TEKSTFRAGMENT:
•••

In ‘Het laatste woord’ (Knack nr. 22) meent Benno Barnard te hebben begrepen dat hij in 1987 ‘om sociologische redenen als inleider’ van Twist met ons was gevraagd. Als ik in De Standaard zeg dat ‘De aanwezigheid van Barnard als schrijver van het woord vooraf (…) puur sociologisch te verklaren (is)’, omdat hij als redacteur van Manteau onze poëzie legitimeerde, dan is dat, terugkijkend vanuit 2006, een louter sociologische analyse van zijn positie. Het is nu eenmaal zo dat, objectief beschouwd, iemand vanuit een bepaalde positie legitimiteit kan verschaffen of ontnemen. Net als Barnard in 1987 verlenen Rick De Leeuw, Lieven Vandenhaute en Bart Vanegeren de kunstenaars en schrijvers die ze interviewen legitimiteit. Dat is een vaststelling, punt uit. Sociologische ‘redenen’ bestaan met andere woorden niet. In dat geval zouden we van tactiek of strategie spreken en bij een product van pure contingentie als Twist met ons was die er totaal niet.

•••

OPDRACHTEN:
1: Herschrijf de alinea die begint met “In ‘Het laatste woord’ (Knack nr. 22)” in het fragment beknopter. Behoud de belangrijkste feiten.
2: Schrijf het fragment over Barnards inleiding bij Twist met ons verder na de laatste zin.

•••

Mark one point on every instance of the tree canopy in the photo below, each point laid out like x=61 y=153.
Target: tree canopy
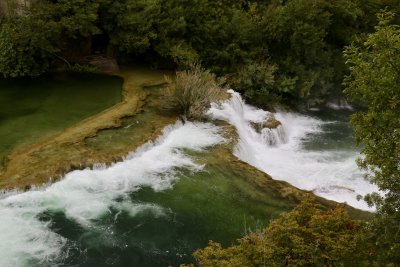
x=305 y=236
x=375 y=81
x=270 y=50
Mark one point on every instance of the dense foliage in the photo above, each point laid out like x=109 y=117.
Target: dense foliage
x=270 y=50
x=306 y=236
x=191 y=92
x=375 y=80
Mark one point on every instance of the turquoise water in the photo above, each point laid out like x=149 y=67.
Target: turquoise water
x=33 y=109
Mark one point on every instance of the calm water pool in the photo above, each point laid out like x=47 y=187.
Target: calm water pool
x=33 y=109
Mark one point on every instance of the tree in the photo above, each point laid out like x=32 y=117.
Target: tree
x=305 y=236
x=375 y=81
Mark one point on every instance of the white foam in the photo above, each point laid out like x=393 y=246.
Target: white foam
x=279 y=152
x=87 y=194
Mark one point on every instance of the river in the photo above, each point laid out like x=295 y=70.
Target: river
x=163 y=201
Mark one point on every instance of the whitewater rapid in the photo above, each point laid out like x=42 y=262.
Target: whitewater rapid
x=84 y=196
x=279 y=152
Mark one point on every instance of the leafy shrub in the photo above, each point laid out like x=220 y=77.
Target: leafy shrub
x=192 y=91
x=306 y=236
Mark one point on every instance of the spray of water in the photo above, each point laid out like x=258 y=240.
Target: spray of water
x=85 y=195
x=279 y=152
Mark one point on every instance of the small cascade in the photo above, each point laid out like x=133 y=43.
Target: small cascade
x=278 y=149
x=340 y=104
x=85 y=196
x=275 y=136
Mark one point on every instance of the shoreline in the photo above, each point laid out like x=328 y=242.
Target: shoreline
x=50 y=159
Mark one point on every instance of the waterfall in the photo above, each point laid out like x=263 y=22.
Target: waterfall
x=280 y=151
x=84 y=196
x=340 y=104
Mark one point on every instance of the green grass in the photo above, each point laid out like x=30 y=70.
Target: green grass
x=34 y=109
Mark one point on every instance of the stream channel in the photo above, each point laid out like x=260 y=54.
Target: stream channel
x=171 y=196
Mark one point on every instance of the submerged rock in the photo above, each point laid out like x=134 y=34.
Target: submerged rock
x=269 y=123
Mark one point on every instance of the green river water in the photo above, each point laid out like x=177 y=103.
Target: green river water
x=33 y=109
x=143 y=222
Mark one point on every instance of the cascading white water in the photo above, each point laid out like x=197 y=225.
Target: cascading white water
x=84 y=196
x=279 y=152
x=340 y=104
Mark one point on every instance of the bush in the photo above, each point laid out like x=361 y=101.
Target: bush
x=192 y=91
x=306 y=236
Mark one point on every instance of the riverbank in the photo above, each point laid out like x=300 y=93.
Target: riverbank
x=109 y=136
x=47 y=160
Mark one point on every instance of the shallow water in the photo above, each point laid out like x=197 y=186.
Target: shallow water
x=153 y=209
x=33 y=109
x=170 y=196
x=313 y=152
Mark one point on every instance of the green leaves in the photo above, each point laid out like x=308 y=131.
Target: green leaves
x=306 y=236
x=374 y=80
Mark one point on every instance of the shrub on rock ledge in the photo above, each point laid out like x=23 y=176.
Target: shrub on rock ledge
x=192 y=91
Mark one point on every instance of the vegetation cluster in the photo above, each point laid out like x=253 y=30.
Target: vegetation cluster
x=272 y=51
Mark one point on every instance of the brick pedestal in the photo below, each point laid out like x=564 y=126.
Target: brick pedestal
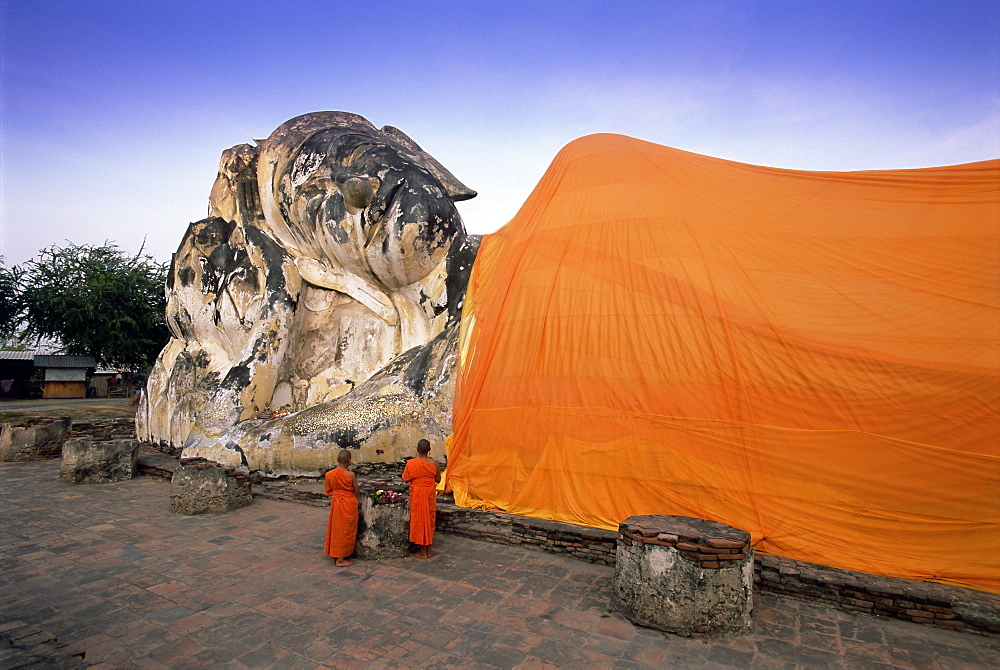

•••

ANTWOORDEN PER OPDRACHT:
1: In Knack nr. 22 schrijft Benno Barnard dat hij in 1987 om sociologische redenen gevraagd zou zijn als inleider van Twist met ons. In De Standaard heb ik zijn aanwezigheid puur sociologisch verklaard: als redacteur van Manteau legitimeerde hij onze poëzie. Dat is een analyse van zijn positie, terugkijkend vanuit 2006. Vanuit een bepaalde positie kan iemand legitimiteit geven of ontnemen. Net als Barnard toen doen Rick De Leeuw, Lieven Vandenhaute en Bart Vanegeren dat nu bij de kunstenaars en schrijvers die ze interviewen. Sociologische ‘redenen’ bestaan dus niet. Dan zou het om tactiek of strategie gaan, en die ontbrak volledig bij Twist met ons, dat puur toevallig tot stand kwam.

2:
Omdat ik geregeld gebruikmaak van Pierre Bourdieus inzichten, heeft Barnard het over het ‘provinciaal-leninisme’ van mijn karakter. Van een domineeszoon die, dromend van Grootburgerlijk Schrijverschap à la Thomas Mann, de provincie Vlaanderen blijkbaar heeft ingeruild voor het feodale Engeland, zou dat een compliment kunnen zijn. Maar demonstreert Barnard met deze uitspraak zijn diepgaande kennis van Bourdieu, Lenin en het provincialisme? Neen. Hij toont zich andermaal de Hollandse provocateur die in de introductie bij Twist met ons Guido Gezelle een ‘homoseksuele Brugse priester’ noemde en voor de rest wat slappe kost over het postmodernisme serveerde. Daar was onze poëzie niet mee gediend. De polemiek ging uiteindelijk meer over Barnards introductie dan over de poëzie die ze inleidde. Voor de rest was Twist met ons wat mij betreft quantité négligeable. Het resultaat van historisch toeval. De stemmen, poëtica’s en persoonlijkheden waren zo verschillend dat men ze eigenlijk nooit binnen een strekking had kunnen/mogen onderbrengen en al helemaal niet onder de vlag van het postmodernisme. Dat moet intussen toch duidelijk zijn. Het boekje is stukken minder relevant voor de ontwikkeling van Vlaamse poëzie dan zeg maar het Zeven poëtica’s-nummer van Yang of het Yang-nummer over de poëziekritiek van Hugo Brems.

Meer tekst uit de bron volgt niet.